As someone who, as a youngster, had run away from Germany to Canada with $91 in his pockets just because, as a draftee into new West German army, I refused to salute the slightly sanitized and reappointed WWII generals who had saluted Hitler, I certainly was not about to kowtow to a bunch of hyper-sensitive accountants over a perfectly appropriate remark — even if they were Princeton alumni. Instead, I invited the irate alumnus to come before my class to persuade my students that I was out of line. He tried to do this valiantly, whereupon he was queried by my students for over an hour on every conceivable accounting shenanigan then widely in use in American business and thoroughly covered in my class. The discussion ended when one of the students — I remember his name to this date — posed to our visitor the highly technical question of how the accounting profession could defend the booking of "negative goodwill" onto a firm's balance sheet and the subsequent amortization of that oxymoron into revenue and profits. I never heard from the accountants again.

____

REQUIRED ACTIONS —
1) In the passage about the accounting dispute, how much money did the writer carry when running away from Germany to Canada?
2) Carry on the passage about the accounting dispute, starting after its final sentence.
The listing has no connection to the passage about the accounting dispute.

DATA SHOWN —

____

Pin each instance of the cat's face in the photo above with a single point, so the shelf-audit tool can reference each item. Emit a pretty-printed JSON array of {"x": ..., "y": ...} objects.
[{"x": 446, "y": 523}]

____

TASK ANSWERS —
1) $91.

2)
Sadly, the quality of business accounting and auditing has not improved in the intervening years. If anything, it has deteriorated further, as the sorry saga of the Enron Corporation and its external auditor, Arthur Andersen, illustrates so vividly. Here it must be recalled that just recently another big accounting firm peer-reviewed Arthur Anderson's work for Enron and did not find it wanting!

Over the years, thousands of students in ECO 333 have marveled with me at the "wondrous tales from the world of seasoned adults" that I have extracted from a never-ending supply of sorry accounting vignettes reported in the daily press. Students who have survived my course will certainly not be surprised by the Enron saga, nor by any of the other companies whose accounting now raises eyebrows at the SEC. Lay people would be amused, or chagrined, to learn what tall tales in the annual financial reports of business corporations qualify for the external auditor's certification that those reports "fairly and accurately represent the financial affairs of the corporation."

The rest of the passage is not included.